** START OF Supplied entries **

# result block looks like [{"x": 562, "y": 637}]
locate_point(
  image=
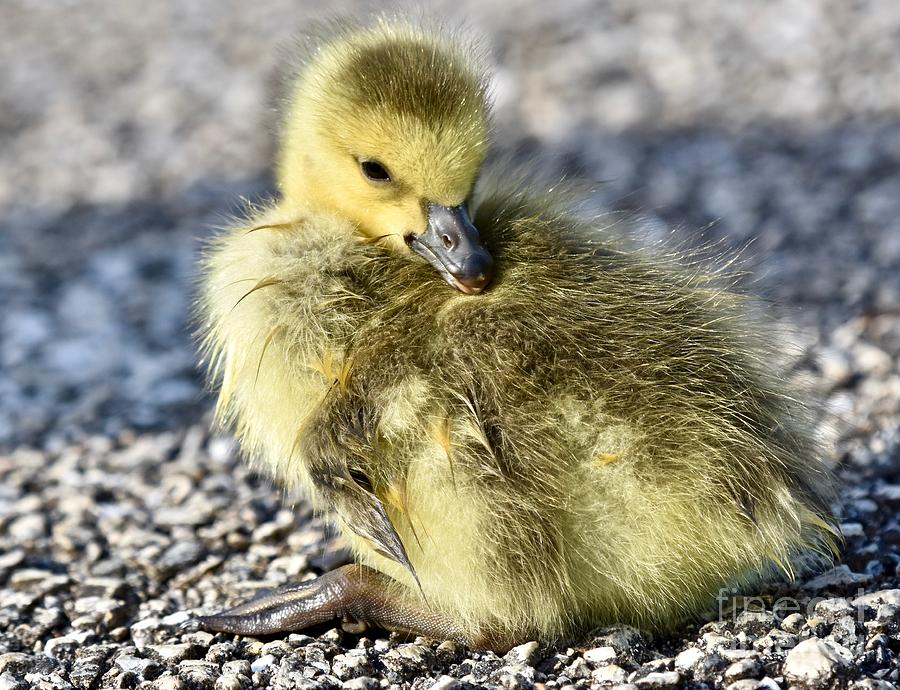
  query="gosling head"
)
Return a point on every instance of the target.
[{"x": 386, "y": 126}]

** END OF Supplied entries **
** START OF Supplied entries **

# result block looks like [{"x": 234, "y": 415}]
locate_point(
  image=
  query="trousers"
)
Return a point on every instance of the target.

** END OF Supplied entries **
** START OF Supplied entries **

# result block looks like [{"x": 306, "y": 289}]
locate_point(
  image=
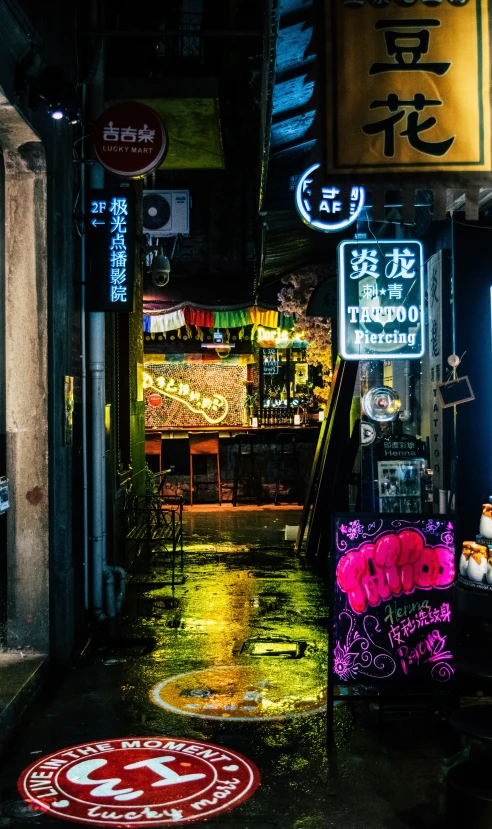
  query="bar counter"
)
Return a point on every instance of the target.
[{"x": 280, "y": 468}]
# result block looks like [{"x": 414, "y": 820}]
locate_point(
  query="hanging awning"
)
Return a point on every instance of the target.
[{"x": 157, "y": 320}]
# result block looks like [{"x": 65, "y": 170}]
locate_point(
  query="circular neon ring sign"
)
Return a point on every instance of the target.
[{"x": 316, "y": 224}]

** END OF Supplied entries **

Prompt. Pick out every line of the items above that contains the string "result", where case counts, and copy each one.

Exercise answer.
# result block looks like [{"x": 562, "y": 637}]
# result block looks like [{"x": 234, "y": 415}]
# result block looks like [{"x": 306, "y": 289}]
# result block looks like [{"x": 414, "y": 820}]
# result block looks like [{"x": 65, "y": 170}]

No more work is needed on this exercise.